- [文書の抜粋]
━━━━━━━━━━━━━━━━━━━━

1973年11月、ナポリ国際音楽祭(スカルラッティ協会室内楽コンサート)でのライヴ録音とのこと。
標記2人以外には、ディノ・アショッラルイジ・ビアンキ(Va)、アラン・ムニエクラウス・カンギーサー(Vc)といった名前が並んでいる。

8月22日(金): 

 

ニコラウス・アーノンクール(指揮) ウィーン・フィル
ブルックナー;交響曲第9番 ほか(BMG)
話題盤、アーノンクールのブルックナーが入荷していたので購入。
2002年8月14〜20日、ザルツブルク祝祭大劇場でライヴ収録されたもので、ベンヤミン・グンナー・コールス校訂版(2000年)による世界初録音とのこと。
SACDとのコンパチブル・ディスクとなっている。
2枚組で、もう1枚は、未完成の第4楽章の復元版(断章)を、アーノンクールが解説しながら演奏する「ワークショップ・コンサート」の録音。
アーノンクールがドイツ語で喋っているものと英語のものと、2とおりの音源が収録されている(それぞれ約35分)。
 
鈴木秀美(指揮) オーケストラ・リベラ・クラシカ
モーツァルト;セレナード第13番「アイネ・クライネ・ナハトムジーク」 ほか(TDK)
ずっと買ってきているOLCの新譜が出ていたので購入。
これまでは演奏会のライヴ録音を次の演奏会時に発売するというパターンだったが、これは2003年5月にスタジオ収録(三鷹市芸術文化センター「風のホール」)したものを、同じ曲目の演奏会(8月19日、浜離宮朝日ホール)に合わせて発売したものらしい。
また、若松夏美、高田あずみ、荒木優子、竹嶋祐子(Vn)、森田芳子(Va)、鈴木秀美(指揮 & Vc)、西澤誠治(Cb)の7人による弦楽アンサンブル編成というのも初めて。
収録曲は、標記のほかディヴェルティメント K.136〜138アダージョとフーガ K.546
食傷された『周知の名曲』が、ガット弦の暖かい音色とオリジナル楽器の澄んだハーモニーによって、再び『不朽の名作』として響いてくれることを願って」という意気込みを買いたい。
 
ソニー・ロリンズ(サキソフォン)ほか
「サキソフォン・コロッサス」(VICTOR)
モダンジャズ史上の最高傑作とも言われるアルバム。
もう20年近く前のことだが、これに「モリタート」として収められた「マック・ザ・ナイフ」(独語題「メッキー・メッサー」)でヴァイル;三文オペラへの関心を持つようになったもの。

━━━━━━━━━━━━━━━━━━━━

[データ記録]
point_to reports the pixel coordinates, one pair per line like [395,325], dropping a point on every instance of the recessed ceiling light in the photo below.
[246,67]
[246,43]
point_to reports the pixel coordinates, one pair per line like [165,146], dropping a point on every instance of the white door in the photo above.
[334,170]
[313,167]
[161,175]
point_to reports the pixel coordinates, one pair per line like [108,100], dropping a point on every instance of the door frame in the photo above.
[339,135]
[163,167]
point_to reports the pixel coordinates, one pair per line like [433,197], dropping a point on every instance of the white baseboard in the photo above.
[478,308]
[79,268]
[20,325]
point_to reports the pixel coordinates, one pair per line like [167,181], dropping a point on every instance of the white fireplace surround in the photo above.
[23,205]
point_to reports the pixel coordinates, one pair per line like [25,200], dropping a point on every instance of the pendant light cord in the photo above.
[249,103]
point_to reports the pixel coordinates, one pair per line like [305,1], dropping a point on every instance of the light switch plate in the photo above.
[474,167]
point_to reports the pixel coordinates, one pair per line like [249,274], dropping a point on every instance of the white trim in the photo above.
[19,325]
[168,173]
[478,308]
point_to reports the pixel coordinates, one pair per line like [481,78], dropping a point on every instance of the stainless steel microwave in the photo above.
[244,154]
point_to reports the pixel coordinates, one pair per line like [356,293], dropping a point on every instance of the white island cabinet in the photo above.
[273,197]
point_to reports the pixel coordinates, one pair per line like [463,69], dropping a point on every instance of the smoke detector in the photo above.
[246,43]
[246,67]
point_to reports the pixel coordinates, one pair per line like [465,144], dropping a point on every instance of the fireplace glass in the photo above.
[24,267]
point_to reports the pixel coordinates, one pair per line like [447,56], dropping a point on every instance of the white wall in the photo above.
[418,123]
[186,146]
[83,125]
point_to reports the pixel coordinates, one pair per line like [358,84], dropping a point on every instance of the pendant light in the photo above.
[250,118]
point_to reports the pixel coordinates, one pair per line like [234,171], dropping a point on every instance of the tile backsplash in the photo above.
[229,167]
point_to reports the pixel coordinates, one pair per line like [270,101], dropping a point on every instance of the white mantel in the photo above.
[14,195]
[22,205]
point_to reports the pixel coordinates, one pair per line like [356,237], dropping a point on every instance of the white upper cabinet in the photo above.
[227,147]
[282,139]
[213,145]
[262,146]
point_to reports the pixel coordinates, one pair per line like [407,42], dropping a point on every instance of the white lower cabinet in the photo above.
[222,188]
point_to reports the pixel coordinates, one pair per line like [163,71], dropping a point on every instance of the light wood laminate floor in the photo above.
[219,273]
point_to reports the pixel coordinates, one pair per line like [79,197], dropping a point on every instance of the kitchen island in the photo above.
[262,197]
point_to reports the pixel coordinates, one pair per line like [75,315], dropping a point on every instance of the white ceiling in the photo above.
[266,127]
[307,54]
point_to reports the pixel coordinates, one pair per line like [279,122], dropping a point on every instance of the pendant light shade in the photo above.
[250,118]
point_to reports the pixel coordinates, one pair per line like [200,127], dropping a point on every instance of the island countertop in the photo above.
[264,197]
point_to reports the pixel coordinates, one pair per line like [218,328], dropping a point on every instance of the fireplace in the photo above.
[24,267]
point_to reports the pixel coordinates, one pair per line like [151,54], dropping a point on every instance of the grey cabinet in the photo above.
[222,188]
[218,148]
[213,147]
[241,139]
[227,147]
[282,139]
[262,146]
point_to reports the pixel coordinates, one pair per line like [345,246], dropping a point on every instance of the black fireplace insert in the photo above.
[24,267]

━━━━━━━━━━━━━━━━━━━━

- [練習問題]
文書の抜粋に基づいて、次の問いに答えてください。
1. アーノンクールが指揮したブルックナーの交響曲第9番は、どこでライヴ収録されたか。
2. オーケストラ・リベラ・クラシカの新譜は、どこでスタジオ収録されたか。
3. 「サキソフォン・コロッサス」に「モリタート」として収められている曲は何か。

- [解答]
1. ザルツブルク祝祭大劇場
2. 三鷹市芸術文化センター「風のホール」
3. 「マック・ザ・ナイフ」(独語題「メッキー・メッサー」)